▸ **YOUR GOAL**: Transcribe only the last portion of the material: exactly the lines from the one with "Category: suv chrome wheel" through the end, inclusive.

▸ **PROVIDED MATERIAL**:
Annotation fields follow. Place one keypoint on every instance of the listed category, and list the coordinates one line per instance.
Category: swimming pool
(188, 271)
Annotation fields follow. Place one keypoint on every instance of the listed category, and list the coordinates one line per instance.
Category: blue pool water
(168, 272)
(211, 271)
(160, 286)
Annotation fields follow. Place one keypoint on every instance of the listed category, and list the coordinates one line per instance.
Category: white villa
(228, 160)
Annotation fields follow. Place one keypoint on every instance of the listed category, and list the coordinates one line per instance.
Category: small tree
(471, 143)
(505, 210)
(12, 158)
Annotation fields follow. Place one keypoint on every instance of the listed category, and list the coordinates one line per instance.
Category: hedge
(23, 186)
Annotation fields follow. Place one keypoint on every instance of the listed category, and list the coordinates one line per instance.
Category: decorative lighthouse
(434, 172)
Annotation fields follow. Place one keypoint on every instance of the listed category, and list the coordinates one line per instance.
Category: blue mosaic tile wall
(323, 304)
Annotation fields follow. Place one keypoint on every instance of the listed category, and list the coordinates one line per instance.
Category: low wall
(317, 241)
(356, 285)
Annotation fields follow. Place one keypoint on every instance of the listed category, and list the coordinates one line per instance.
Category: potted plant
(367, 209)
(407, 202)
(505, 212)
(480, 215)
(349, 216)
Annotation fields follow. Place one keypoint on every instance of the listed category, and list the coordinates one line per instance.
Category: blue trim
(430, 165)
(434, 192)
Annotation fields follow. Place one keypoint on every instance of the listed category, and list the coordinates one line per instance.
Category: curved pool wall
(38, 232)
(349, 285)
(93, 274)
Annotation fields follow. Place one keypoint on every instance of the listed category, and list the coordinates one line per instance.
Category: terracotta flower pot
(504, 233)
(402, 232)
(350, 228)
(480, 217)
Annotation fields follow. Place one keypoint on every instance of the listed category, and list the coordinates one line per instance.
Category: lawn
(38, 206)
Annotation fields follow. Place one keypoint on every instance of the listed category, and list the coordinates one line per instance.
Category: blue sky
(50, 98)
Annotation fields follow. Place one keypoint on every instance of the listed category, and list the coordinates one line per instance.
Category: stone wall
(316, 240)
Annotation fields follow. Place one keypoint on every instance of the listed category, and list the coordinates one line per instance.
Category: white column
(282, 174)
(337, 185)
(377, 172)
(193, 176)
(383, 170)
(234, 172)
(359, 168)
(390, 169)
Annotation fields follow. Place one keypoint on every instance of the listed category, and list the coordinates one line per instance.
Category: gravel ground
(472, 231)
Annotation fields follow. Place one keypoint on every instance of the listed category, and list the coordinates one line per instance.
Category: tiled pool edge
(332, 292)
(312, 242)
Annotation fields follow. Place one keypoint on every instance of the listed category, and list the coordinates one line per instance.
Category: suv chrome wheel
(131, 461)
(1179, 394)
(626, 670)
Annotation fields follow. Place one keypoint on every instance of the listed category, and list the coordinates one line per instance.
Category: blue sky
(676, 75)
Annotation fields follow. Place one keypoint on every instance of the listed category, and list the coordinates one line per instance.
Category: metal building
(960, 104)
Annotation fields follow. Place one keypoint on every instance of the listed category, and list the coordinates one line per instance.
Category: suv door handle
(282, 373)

▸ **THE COMPLETED TASK**:
Category: suv chrome wheel
(131, 461)
(1179, 394)
(626, 670)
Annotation fields follow. Place one keypoint on every instance of the listed category, and list the coordinates one line per instance.
Category: blue sky
(676, 75)
Annotation fields follow. Place one keypoint on every instance of the listed category, and list the coordinates one line per instance.
Category: metal building
(960, 104)
Annotation fields follow. Place one keypoint on every instance of the listed category, and list the coordinates one line per instance.
Category: suv door handle
(282, 373)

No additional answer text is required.